• _Tarefa escrita_: Por favor, transcreva palavra por palavra o trecho do texto sobre o jornalismo no X/Twitter entre "Não vale mais" e "cada vez menos.", inclusive.

• _Documento_:
Se um ambiente é bom para notícias, ele é (teoricamente) bom para o jornalismo. E por anos o jornalismo se beneficiou do Twitter como um recurso, valendo-se não apenas de tweets virais e ferramentas como Moments e Tweetdeck, mas também como boa origem de tráfego que fluía para sites de notícia.
Para o jornalismo, o Twitter era antes de tudo uma boa plataforma de distribuição.
Mas desde que Musk assumiu o controle da rede social, em out.2022, as coisas claramente mudaram. Se por acaso você tiver estômago para ignorar o nazismo aberto e tolerado pela plataforma, os constantes golpes de criptomoeda, o excesso de anúncios e a inundação de selos azuis favorecidos pelo algoritmo, do ponto de vista puramente de distribuição o X/Twitter piorou muito.
Não vale mais a pena para uma publicação de notícias estar lá. Simplesmente todo mundo com quem eu converso diz que o tráfego vindo do X caiu brutalmente – e não é apenas minha percepção, muitos veículos no exterior tem relatado isso. Veículos de jornalismo que passaram anos construindo presença na rede social agora vêem seu investimento valer cada vez menos.
Veículos internacionais grandes como Guardian e NPR já pularam desse barco. No Brasil, vários outros independentes já abandonaram o X, incluindo a Agência Pública e o Projeto Colabora, por exemplo.
Tenho certeza de que o X/Twitter ainda tem algum valor pra algumas pessoas, qualquer que sejam seus espectros políticos e interesses. Muita gente de esquerda ainda está por lá, tentando torcer as últimas migalhas que a rede tem a oferecer.
Mas está cada vez mais claro de que não é mais um lugar para jornalismo.

• _Listagem fornecida_:

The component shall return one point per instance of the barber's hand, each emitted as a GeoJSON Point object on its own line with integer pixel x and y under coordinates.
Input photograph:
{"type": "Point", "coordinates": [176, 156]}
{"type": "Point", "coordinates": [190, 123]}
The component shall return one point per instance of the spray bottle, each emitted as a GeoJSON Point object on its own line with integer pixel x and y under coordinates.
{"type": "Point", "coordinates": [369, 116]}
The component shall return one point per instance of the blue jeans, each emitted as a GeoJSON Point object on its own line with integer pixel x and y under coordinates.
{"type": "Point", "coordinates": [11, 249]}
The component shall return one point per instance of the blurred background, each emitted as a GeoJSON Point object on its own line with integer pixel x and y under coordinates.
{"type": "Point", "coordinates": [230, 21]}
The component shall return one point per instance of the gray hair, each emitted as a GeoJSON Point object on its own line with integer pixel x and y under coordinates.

* * *

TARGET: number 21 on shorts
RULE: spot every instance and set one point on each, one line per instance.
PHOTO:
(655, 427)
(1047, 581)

--

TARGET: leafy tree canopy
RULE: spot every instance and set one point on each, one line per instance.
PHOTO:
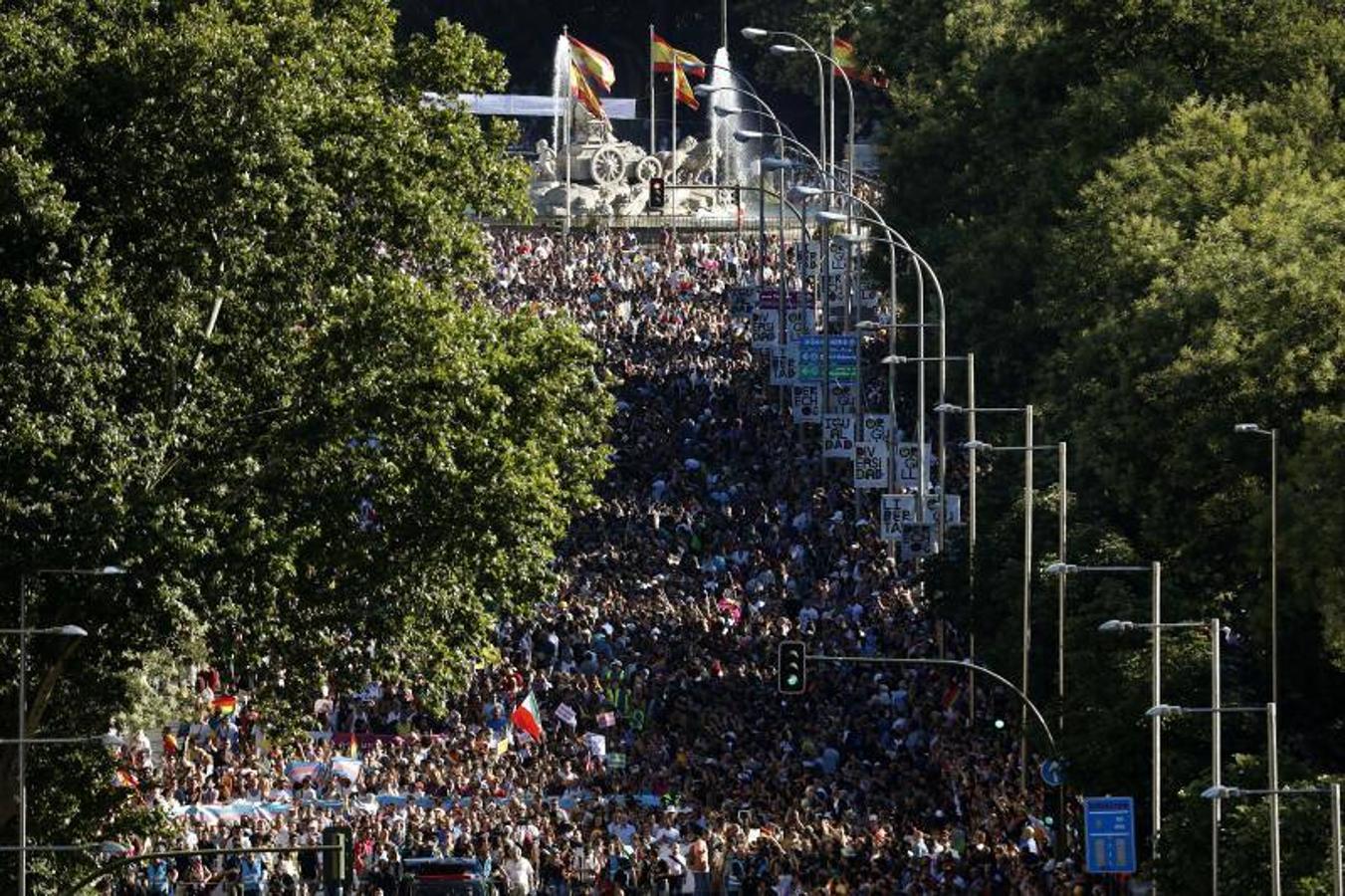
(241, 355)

• _Resultado da tarefa_:
Não vale mais a pena para uma publicação de notícias estar lá. Simplesmente todo mundo com quem eu converso diz que o tráfego vindo do X caiu brutalmente – e não é apenas minha percepção, muitos veículos no exterior tem relatado isso. Veículos de jornalismo que passaram anos construindo presença na rede social agora vêem seu investimento valer cada vez menos.